### WHAT IS EXPECTED
Answer these questions using the Wet Seal settlement announcement below.
1. About what share of Wet Seal common stock does Clinton Group beneficially own?
2. Which three continuing Directors stay on the Board?
3. Who has agreed to keep serving the company as a consultant under an existing contract?

### QUOTED PASSAGE
——
The Wet Seal, Inc. (Nasdaq: WTSLA), a leading specialty retailer to young women, today announced that it has reached an agreement on a complete settlement of all issues related to Clinton Group’s consent solicitation.
As part of the settlement agreement, Clinton Group, which beneficially owns approximately 6.9% of Wet Seal common stock, has terminated its consent solicitation. In addition, Jonathan Duskin, Sidney Horn, Hal Kahn and Henry Winterstern have resigned from the Board of Directors.
Under the terms of the settlement agreement, Wet Seal has added as new Directors four of Clinton Group’s nominees: Dorrit Bern, Lynda Davey, Mindy Meads and John Mills. These new Directors join Wet Seal’s Board of Directors, which includes three continuing Directors: Kathy Bronstein, John Goodman and Ken Reiss.
As part of an orderly transition, former Chairman of the Board Hal Kahn has agreed to continue to serve the company as a consultant pursuant to his existing contract. The other three former Directors will similarly assist with an orderly transition of the Board’s responsibilities.
“We are pleased that Wet Seal and Clinton Group have been able to resolve the consent solicitation. We believe that the agreement with Clinton Group is in the best interest of all Wet Seal shareholders,” said Ken Seipel, President and Chief Operating Officer of Wet Seal. “This settlement will provide for a smooth and orderly transition of the Board’s responsibilities, as well as a level of continuity for our employees.”
——
### DATASET
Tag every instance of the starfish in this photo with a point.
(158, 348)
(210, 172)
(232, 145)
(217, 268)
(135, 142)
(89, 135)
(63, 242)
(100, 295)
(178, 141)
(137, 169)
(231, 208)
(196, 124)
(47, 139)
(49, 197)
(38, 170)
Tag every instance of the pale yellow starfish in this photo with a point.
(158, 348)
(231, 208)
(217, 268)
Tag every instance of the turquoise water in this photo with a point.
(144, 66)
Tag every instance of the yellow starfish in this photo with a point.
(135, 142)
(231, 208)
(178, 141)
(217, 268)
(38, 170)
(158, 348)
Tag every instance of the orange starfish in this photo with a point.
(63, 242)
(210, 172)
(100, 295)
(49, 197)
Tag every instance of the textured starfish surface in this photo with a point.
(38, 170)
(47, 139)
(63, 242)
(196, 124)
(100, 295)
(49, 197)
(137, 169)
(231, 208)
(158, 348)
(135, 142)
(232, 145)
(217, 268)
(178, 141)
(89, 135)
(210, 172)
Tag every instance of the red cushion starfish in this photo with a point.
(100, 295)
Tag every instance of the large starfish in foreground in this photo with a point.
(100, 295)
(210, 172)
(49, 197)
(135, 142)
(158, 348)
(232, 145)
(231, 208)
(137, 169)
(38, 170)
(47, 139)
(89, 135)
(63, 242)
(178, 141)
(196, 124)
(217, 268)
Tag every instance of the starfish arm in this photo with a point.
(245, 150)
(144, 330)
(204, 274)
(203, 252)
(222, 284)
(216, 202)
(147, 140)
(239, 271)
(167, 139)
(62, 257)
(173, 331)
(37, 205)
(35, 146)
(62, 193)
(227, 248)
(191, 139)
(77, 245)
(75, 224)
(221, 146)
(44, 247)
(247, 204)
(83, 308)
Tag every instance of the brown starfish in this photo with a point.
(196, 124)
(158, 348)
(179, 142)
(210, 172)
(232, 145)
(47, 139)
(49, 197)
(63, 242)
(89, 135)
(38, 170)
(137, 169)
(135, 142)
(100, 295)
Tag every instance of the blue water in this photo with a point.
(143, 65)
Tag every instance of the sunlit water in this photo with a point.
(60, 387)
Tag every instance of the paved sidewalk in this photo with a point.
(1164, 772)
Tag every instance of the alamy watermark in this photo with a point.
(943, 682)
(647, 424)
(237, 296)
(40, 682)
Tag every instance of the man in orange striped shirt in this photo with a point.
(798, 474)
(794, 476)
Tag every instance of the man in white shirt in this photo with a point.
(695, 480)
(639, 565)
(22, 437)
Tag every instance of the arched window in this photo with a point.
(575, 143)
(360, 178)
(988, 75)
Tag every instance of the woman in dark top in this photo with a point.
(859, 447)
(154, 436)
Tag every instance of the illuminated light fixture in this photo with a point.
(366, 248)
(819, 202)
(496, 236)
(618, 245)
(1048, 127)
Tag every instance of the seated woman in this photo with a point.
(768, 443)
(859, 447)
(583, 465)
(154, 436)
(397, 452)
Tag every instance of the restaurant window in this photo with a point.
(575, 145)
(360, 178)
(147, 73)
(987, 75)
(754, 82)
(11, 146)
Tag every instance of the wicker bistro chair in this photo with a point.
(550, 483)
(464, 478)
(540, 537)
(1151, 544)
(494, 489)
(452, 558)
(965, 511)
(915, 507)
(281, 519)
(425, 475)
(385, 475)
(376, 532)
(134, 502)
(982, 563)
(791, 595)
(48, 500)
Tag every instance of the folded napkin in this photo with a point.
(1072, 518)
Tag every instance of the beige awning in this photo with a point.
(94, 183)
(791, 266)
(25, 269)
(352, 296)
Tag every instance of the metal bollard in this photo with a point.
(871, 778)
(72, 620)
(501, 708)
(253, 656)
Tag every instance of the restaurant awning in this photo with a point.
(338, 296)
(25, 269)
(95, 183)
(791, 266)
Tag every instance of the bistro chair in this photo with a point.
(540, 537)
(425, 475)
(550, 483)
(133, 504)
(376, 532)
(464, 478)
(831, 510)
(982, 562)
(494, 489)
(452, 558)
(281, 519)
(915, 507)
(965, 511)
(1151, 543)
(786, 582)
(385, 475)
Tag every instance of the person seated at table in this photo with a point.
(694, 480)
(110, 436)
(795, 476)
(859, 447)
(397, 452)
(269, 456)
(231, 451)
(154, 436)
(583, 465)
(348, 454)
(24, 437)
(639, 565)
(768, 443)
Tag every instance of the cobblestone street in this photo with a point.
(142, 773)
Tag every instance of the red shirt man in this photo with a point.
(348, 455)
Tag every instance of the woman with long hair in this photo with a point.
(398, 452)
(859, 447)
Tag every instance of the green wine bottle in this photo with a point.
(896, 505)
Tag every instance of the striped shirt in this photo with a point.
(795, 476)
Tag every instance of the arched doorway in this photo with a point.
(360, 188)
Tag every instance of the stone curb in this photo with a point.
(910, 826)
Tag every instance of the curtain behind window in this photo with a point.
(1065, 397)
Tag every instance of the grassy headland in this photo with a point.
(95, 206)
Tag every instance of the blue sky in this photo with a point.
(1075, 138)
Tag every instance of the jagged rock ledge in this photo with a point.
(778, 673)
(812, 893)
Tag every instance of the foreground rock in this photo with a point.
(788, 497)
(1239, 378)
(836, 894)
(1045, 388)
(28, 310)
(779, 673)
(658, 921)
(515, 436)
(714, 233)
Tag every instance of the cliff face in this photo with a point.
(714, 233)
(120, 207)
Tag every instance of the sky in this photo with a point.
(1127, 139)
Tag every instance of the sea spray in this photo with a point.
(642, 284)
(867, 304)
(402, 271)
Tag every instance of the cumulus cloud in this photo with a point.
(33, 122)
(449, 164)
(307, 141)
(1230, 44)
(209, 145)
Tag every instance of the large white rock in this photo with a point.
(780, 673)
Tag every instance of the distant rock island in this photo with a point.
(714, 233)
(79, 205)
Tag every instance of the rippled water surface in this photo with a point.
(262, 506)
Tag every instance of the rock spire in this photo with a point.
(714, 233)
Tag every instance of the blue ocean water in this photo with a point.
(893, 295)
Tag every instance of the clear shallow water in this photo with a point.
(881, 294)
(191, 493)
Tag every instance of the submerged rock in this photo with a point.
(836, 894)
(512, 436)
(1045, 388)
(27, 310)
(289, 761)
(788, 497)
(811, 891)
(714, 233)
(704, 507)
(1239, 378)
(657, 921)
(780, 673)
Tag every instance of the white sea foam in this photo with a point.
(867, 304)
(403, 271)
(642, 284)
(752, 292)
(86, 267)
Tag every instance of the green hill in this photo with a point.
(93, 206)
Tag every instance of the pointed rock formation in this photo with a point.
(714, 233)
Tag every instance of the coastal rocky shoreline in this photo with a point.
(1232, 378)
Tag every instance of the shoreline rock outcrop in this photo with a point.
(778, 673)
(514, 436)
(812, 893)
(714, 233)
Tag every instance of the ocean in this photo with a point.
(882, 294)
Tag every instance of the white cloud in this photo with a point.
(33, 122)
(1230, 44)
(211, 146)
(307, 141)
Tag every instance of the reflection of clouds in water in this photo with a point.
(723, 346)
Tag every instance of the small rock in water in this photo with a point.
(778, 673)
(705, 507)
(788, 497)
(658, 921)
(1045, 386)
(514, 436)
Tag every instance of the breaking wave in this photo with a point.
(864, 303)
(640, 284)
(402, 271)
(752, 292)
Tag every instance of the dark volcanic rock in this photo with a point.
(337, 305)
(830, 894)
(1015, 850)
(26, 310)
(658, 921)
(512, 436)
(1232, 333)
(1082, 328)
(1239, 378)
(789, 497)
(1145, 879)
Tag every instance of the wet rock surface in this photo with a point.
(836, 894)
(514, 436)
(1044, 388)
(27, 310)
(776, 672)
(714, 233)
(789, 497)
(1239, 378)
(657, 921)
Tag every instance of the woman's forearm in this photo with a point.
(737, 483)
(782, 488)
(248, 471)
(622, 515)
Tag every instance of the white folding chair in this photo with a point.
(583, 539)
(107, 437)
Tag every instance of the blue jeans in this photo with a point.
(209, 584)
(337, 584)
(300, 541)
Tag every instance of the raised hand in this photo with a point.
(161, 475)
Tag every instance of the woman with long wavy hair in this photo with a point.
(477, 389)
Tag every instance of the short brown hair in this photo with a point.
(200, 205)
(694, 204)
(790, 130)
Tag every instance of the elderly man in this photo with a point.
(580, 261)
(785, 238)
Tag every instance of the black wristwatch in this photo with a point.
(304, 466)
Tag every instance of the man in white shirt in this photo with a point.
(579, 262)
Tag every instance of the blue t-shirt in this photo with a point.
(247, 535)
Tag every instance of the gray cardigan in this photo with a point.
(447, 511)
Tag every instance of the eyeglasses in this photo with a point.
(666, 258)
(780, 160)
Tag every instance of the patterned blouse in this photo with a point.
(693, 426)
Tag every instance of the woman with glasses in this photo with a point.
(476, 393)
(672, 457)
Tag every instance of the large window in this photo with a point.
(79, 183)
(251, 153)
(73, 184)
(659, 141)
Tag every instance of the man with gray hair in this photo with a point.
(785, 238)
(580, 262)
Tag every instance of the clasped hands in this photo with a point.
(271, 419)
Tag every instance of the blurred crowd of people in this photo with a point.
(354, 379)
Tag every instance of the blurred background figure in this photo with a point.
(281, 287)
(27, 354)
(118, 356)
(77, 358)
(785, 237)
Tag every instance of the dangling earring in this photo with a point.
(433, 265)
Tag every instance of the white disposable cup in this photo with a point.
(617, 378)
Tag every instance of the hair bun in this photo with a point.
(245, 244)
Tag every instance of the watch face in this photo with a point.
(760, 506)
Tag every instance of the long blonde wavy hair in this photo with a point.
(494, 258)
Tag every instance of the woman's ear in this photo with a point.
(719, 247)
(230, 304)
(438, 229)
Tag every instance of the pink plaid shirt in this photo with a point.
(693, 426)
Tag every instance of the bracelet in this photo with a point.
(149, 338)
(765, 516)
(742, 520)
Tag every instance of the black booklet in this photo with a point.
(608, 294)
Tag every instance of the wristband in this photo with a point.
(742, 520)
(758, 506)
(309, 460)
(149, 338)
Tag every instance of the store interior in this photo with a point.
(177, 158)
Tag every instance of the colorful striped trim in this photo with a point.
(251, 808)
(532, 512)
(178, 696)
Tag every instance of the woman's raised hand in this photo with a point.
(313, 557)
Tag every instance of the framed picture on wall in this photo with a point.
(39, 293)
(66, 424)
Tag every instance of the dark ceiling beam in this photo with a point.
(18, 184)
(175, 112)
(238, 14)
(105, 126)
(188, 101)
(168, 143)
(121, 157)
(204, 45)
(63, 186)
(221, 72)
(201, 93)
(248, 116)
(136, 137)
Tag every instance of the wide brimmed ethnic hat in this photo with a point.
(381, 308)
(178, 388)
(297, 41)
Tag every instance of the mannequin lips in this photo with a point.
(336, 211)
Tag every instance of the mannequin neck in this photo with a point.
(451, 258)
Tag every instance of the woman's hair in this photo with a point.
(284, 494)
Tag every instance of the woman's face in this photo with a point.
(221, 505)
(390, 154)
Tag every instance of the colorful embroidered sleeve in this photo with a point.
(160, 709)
——
### REPLY TO THE TASK
1. Approximately 6.9%.
2. Kathy Bronstein, John Goodman and Ken Reiss.
3. Hal Kahn, the former Chairman of the Board.